> **Information provided**:
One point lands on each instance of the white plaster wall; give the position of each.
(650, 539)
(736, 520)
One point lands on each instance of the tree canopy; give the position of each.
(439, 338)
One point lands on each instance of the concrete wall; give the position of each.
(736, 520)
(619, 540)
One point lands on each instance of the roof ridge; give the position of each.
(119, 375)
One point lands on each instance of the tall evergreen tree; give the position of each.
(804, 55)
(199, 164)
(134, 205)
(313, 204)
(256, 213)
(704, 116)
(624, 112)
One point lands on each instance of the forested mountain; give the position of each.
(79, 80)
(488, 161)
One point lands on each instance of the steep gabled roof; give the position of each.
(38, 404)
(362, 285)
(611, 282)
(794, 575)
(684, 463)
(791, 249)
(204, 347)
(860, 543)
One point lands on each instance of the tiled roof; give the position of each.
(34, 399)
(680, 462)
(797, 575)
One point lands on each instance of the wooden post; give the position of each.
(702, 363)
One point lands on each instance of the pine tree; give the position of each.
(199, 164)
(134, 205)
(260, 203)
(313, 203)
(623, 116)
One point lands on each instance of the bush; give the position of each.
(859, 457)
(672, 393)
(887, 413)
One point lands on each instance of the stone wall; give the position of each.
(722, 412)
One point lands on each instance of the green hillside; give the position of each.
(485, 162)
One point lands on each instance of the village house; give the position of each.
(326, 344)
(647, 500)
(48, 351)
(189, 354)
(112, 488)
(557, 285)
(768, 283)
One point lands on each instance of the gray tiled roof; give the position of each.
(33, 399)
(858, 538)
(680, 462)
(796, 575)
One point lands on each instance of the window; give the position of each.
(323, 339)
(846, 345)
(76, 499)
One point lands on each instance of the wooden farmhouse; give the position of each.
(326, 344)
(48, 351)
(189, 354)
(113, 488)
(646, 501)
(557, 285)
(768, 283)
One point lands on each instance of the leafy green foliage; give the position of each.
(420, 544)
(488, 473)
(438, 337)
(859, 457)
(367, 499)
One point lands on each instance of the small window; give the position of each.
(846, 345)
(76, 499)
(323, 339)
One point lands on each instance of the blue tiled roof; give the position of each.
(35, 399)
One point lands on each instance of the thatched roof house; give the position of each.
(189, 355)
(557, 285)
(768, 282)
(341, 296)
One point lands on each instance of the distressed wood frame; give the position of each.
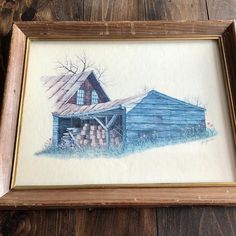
(210, 194)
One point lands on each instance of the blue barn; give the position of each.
(94, 120)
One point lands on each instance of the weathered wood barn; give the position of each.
(85, 116)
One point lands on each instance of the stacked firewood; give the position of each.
(90, 135)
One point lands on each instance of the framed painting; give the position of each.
(118, 114)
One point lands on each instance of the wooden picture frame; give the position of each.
(179, 194)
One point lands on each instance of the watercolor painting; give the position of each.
(85, 118)
(124, 112)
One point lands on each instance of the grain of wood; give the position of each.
(34, 223)
(9, 111)
(108, 222)
(175, 10)
(219, 9)
(107, 10)
(170, 221)
(199, 221)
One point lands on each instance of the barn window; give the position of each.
(94, 97)
(80, 97)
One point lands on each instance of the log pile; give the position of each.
(90, 135)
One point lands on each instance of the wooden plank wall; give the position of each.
(128, 221)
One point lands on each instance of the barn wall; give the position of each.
(59, 127)
(168, 118)
(88, 88)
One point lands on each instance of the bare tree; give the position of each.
(80, 64)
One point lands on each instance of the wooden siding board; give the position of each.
(160, 127)
(180, 112)
(164, 118)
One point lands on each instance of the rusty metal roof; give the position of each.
(69, 110)
(61, 88)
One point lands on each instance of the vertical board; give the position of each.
(221, 9)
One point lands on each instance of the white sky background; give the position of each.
(181, 69)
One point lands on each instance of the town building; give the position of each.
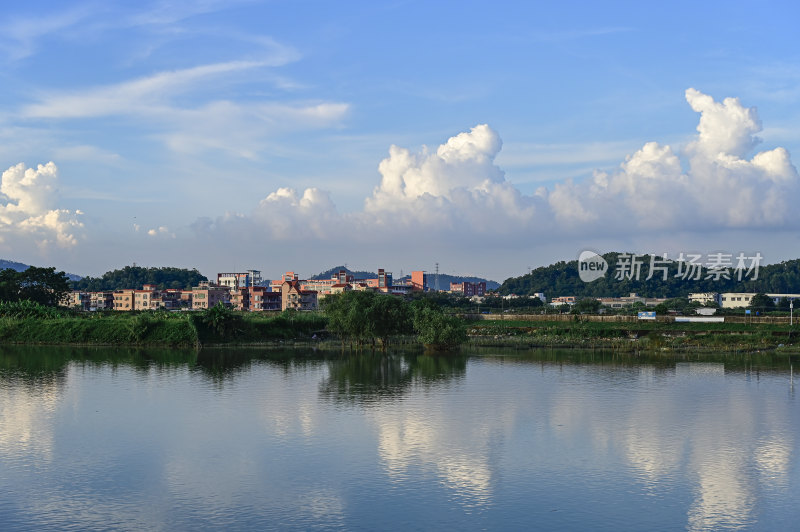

> **Work item**:
Exactly as written, return every line of the listing, but not the pictures.

> **Written solution**:
One point lands on each instance of the white plaster wall; give the position of each.
(650, 539)
(736, 520)
One point lands on each instance of the tree canopy; give the position of each.
(439, 338)
One point lands on each instance of the concrete wall; give the position of each.
(736, 520)
(619, 540)
One point lands on each instance of the roof ridge; give the position of each.
(119, 375)
One point lands on each instance of the tall evergreen tree; give the position of each.
(804, 55)
(199, 164)
(134, 205)
(313, 204)
(256, 213)
(704, 116)
(624, 112)
One point lands on each instance of the forested mountain; give the position of each.
(79, 80)
(488, 161)
One point lands on each instance of the steep gabled roof; give the position of each.
(38, 404)
(362, 285)
(611, 282)
(794, 575)
(684, 463)
(791, 249)
(204, 347)
(860, 543)
One point lands on each instance of the tiled roof; give the position of each.
(34, 399)
(680, 462)
(797, 575)
One point lands on each instance of the wooden post; give the position of each.
(702, 363)
One point lands on each instance of the pine tree; give the position of each.
(199, 164)
(134, 205)
(260, 203)
(313, 203)
(623, 116)
One point lands on each instance of the bush; give the position of each.
(859, 457)
(672, 393)
(887, 413)
One point lands on each instance of the stone wall; give the position of each.
(722, 412)
One point lands on each instance of the green hillside; give the position of each.
(485, 162)
One point lands on each instance of the village house; give the position of each.
(326, 344)
(647, 500)
(48, 351)
(189, 354)
(112, 488)
(557, 285)
(768, 283)
One point lands on each instance of the gray tiled roof; give the position of each.
(33, 399)
(858, 538)
(680, 462)
(796, 575)
One point lands on each instance of the window; give the position of each.
(323, 339)
(846, 345)
(76, 499)
One point lands on each instance of the wooden farmhouse; give the position of each.
(326, 344)
(48, 351)
(189, 354)
(113, 488)
(646, 501)
(557, 285)
(768, 283)
One point lands on each instance of the leafy green foliage; give the position of each.
(420, 544)
(488, 473)
(438, 337)
(859, 457)
(367, 499)
One point lands on each instance of the small window; give the position of each.
(846, 345)
(76, 499)
(323, 339)
One point lands on each instance of the blue tiled roof; give the position of each.
(35, 399)
One point lands on each instance of the thatched roof house; give the position of each.
(189, 355)
(557, 285)
(768, 282)
(341, 296)
One point lands on each instance of the distressed wood frame; give the position of each.
(210, 194)
One point lands on each instance of the blue barn; give the position of each.
(94, 120)
One point lands on each instance of the weathered wood barn; give the position of each.
(85, 116)
One point lands on each instance of the stacked firewood; give the position of each.
(90, 135)
One point lands on each instance of the framed painting; give the position of each.
(118, 114)
One point lands on each instance of the wooden picture frame; give the position of each.
(179, 194)
One point lands on each instance of the watercolor painting; give the position of each.
(85, 118)
(124, 112)
One point lands on each instance of the grain of wood; give the position of each.
(34, 223)
(9, 111)
(108, 222)
(175, 10)
(219, 9)
(107, 10)
(170, 221)
(199, 221)
One point lands on each instance of the barn window; give the position of each.
(94, 97)
(80, 97)
One point lands on each instance of the log pile; give the position of each.
(90, 135)
One point lands on each instance of the wooden plank wall; give the position of each.
(128, 221)
One point lands on each instance of the barn wall; give the position of each.
(59, 127)
(168, 118)
(88, 88)
One point lands on each instance of the bare tree; give the position of each.
(80, 64)
One point lands on each instance of the wooden siding board; give the position of each.
(160, 127)
(180, 112)
(164, 118)
One point lands on each instance of the rusty metal roof; give the position of each.
(69, 110)
(61, 88)
One point lands on each instance of the vertical board; give the position of each.
(221, 9)
One point lands on each instance of the white sky background; give the position of each.
(181, 69)
One point lands on each instance of the town building; give the position of each.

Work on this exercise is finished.